== About this exercise ==
Two lines below mark the span: the one containing "Highlight girl's arm." and the one containing "Highlight green grass.". Set down both, plus every line between, exactly as they stand, and nothing else.

=== Begin Enclosure ===

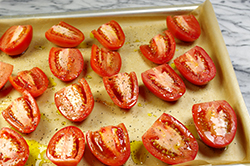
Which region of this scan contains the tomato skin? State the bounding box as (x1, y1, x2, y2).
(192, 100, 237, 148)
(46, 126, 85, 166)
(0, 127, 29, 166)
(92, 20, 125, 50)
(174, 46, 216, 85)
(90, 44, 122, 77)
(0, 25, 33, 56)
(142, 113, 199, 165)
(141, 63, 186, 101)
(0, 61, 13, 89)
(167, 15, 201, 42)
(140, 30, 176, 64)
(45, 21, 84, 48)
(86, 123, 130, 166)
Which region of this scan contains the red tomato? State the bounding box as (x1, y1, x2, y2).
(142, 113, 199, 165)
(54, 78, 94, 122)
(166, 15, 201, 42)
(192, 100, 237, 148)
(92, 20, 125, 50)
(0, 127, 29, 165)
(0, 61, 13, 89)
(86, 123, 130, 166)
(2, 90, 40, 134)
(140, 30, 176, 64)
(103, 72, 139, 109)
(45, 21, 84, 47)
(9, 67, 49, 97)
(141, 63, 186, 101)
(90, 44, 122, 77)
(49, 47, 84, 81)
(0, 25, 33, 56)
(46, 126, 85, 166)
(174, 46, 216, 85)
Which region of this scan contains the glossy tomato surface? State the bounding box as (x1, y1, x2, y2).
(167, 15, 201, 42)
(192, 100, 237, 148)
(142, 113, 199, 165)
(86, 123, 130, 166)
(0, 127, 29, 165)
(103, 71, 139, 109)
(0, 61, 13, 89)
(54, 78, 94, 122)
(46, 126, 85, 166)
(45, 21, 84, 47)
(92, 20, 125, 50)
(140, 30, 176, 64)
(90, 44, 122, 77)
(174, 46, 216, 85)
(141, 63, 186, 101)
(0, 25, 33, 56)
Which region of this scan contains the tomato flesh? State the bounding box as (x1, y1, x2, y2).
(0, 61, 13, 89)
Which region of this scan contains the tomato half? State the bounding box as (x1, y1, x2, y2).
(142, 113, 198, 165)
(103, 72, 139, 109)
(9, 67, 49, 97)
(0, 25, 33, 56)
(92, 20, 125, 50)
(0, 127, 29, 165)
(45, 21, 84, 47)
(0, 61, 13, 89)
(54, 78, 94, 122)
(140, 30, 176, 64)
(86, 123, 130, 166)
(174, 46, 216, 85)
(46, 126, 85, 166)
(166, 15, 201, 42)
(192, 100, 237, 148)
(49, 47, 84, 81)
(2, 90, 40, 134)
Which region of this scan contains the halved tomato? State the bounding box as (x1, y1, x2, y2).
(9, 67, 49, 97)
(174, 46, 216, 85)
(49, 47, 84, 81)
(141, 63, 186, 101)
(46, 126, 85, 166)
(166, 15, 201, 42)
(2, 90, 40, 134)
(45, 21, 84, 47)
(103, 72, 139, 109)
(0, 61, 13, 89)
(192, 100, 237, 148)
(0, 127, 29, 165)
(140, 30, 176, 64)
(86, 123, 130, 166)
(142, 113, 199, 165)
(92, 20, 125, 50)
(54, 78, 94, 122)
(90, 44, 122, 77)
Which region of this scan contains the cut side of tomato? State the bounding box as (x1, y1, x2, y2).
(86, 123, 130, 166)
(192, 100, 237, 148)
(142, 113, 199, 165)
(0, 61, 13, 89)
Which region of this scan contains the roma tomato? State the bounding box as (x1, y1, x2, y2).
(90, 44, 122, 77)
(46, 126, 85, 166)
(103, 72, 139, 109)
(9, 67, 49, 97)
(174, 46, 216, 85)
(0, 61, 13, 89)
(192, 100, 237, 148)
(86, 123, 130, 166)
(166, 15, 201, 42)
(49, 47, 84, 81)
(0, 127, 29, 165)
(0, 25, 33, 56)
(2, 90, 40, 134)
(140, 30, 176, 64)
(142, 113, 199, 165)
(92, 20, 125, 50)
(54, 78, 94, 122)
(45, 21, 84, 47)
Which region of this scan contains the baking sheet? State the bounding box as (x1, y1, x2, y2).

=== End Enclosure ===
=== Begin Enclosure ===

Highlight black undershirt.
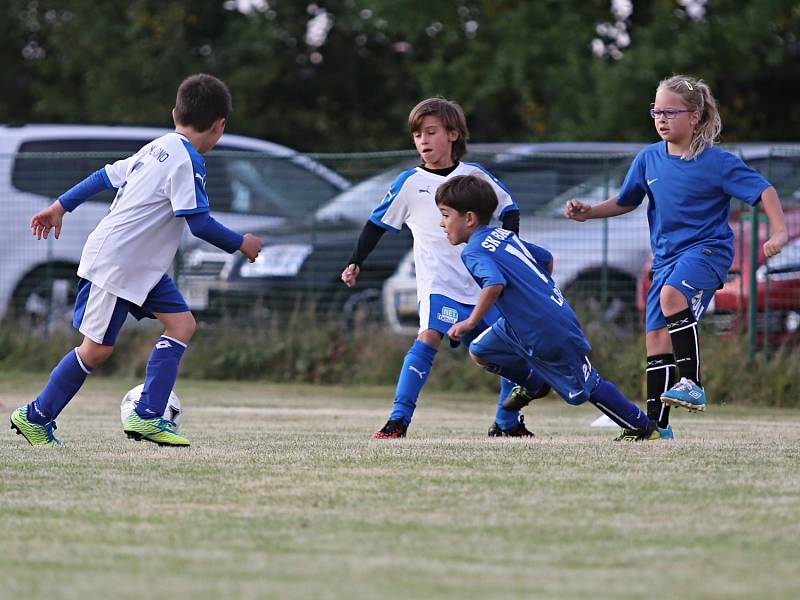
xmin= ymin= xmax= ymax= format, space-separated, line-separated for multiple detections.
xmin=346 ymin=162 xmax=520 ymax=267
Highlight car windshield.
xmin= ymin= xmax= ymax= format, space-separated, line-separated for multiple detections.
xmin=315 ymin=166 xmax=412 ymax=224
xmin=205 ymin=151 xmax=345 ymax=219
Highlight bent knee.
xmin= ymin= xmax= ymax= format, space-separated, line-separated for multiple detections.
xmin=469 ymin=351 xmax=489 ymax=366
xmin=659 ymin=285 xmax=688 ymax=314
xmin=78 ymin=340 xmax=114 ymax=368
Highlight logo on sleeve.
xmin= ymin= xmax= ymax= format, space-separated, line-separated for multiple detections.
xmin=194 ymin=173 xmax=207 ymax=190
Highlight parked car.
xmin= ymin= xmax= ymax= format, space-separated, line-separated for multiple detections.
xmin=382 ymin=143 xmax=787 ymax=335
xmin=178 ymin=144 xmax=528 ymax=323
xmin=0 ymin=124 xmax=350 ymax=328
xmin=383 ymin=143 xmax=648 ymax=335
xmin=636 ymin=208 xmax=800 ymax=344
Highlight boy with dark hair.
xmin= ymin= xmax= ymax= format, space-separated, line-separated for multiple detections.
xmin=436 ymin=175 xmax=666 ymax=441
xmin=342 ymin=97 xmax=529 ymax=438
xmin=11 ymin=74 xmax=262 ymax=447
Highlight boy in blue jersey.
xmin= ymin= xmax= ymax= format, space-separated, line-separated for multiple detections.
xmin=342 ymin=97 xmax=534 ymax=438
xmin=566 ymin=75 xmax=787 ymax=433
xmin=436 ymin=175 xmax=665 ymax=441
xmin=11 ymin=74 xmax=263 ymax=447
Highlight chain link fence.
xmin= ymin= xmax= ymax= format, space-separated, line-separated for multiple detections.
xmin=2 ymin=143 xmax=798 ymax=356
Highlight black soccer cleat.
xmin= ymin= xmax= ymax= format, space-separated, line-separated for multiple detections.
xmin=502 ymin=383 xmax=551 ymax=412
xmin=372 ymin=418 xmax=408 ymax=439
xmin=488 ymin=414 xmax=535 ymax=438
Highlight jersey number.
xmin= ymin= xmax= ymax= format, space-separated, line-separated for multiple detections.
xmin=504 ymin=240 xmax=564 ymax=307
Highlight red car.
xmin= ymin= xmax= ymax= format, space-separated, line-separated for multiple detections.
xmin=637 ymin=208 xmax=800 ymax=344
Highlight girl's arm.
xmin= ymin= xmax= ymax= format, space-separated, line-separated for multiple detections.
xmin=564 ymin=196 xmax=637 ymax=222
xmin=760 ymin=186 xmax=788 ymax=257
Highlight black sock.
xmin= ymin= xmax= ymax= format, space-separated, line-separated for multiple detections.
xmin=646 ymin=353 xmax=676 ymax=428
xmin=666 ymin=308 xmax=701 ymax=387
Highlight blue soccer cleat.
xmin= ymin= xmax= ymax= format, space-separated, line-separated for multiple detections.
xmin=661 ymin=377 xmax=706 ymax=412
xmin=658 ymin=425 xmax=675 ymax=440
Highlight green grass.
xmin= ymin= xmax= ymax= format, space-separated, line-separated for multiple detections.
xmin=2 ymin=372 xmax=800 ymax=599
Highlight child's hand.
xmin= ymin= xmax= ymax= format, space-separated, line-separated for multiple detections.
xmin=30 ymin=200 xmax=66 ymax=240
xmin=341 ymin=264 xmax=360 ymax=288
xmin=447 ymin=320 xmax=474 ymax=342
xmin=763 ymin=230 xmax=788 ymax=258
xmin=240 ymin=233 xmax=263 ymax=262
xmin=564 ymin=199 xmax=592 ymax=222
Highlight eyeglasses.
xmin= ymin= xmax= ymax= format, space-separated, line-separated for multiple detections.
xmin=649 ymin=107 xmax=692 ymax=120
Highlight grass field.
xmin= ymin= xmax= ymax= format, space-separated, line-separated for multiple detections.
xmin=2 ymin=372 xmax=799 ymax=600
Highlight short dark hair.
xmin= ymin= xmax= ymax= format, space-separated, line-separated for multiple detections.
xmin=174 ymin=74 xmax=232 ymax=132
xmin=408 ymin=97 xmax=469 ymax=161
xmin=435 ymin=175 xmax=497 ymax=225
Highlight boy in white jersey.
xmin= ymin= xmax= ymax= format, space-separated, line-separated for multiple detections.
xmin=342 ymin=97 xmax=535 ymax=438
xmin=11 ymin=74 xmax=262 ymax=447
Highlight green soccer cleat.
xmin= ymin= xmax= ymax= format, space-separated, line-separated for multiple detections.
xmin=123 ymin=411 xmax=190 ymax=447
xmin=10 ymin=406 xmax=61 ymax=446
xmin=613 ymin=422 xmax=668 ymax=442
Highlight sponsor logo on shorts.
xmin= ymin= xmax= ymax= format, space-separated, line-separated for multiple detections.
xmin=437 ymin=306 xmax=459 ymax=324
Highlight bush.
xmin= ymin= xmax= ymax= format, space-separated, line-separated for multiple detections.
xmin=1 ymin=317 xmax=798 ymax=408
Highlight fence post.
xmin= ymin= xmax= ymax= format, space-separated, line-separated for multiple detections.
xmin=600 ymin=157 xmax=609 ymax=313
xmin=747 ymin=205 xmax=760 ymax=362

=== End Enclosure ===
=== Begin Enclosure ===

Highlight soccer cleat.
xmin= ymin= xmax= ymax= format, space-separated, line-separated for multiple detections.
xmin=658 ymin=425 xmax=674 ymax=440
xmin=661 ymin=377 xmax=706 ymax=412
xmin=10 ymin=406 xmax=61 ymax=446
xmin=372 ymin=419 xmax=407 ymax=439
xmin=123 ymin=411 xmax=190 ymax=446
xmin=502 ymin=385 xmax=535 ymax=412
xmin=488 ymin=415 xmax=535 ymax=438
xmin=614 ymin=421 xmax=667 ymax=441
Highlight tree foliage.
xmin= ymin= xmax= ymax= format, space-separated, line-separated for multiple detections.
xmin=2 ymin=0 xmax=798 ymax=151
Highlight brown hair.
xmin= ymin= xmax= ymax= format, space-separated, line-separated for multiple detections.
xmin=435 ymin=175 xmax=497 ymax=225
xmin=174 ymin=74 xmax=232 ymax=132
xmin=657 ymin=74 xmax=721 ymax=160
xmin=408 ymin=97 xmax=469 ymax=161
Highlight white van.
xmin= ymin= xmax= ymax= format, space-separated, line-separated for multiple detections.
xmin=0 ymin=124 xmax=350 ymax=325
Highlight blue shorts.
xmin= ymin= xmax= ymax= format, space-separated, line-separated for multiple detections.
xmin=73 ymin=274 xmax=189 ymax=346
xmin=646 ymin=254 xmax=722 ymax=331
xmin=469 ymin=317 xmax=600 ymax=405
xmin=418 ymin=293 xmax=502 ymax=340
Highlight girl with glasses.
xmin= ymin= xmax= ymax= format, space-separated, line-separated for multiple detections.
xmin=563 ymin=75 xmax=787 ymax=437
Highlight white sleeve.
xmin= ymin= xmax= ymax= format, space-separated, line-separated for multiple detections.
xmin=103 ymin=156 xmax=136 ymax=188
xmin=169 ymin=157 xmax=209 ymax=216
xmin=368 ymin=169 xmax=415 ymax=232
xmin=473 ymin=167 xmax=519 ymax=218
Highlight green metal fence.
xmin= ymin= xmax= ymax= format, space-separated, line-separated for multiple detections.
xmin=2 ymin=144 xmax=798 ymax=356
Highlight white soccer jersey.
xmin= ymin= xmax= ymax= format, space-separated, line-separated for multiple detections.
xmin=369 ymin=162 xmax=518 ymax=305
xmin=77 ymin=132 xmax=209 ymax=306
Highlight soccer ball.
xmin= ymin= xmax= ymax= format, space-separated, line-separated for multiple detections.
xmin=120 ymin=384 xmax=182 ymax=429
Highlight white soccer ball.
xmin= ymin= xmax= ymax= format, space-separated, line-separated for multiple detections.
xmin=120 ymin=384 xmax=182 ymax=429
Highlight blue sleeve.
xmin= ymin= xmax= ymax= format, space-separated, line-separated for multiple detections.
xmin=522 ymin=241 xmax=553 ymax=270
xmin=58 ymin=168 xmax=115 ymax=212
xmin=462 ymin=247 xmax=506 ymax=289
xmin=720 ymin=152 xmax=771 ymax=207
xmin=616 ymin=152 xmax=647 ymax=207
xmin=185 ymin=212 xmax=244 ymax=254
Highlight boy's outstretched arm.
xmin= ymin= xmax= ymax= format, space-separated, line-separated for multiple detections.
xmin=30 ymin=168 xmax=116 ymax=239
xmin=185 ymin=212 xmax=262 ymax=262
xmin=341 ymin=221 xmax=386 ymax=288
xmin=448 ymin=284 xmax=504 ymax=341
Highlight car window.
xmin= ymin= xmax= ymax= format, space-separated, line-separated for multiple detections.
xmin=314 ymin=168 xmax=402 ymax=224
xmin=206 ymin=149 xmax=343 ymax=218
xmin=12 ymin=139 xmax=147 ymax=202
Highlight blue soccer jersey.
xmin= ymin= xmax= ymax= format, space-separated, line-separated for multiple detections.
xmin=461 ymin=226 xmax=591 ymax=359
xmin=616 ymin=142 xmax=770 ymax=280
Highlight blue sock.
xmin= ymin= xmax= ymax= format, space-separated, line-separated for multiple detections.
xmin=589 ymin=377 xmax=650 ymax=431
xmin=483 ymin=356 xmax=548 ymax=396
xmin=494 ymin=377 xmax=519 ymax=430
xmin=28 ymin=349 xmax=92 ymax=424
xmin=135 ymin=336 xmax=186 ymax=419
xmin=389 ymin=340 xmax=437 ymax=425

=== End Enclosure ===

== Written reply ==
Highlight girl's arm.
xmin= ymin= xmax= ymax= format, space-separated, line-separated for multiple detections.
xmin=564 ymin=196 xmax=637 ymax=222
xmin=760 ymin=186 xmax=788 ymax=257
Highlight black sock.
xmin= ymin= xmax= ymax= format, space-separated, line-separated for multiple detections.
xmin=646 ymin=353 xmax=676 ymax=428
xmin=666 ymin=308 xmax=701 ymax=387
Highlight blue soccer cleat.
xmin= ymin= xmax= ymax= format, space-separated, line-separated for multiple detections.
xmin=661 ymin=377 xmax=706 ymax=412
xmin=658 ymin=425 xmax=675 ymax=440
Highlight green grass.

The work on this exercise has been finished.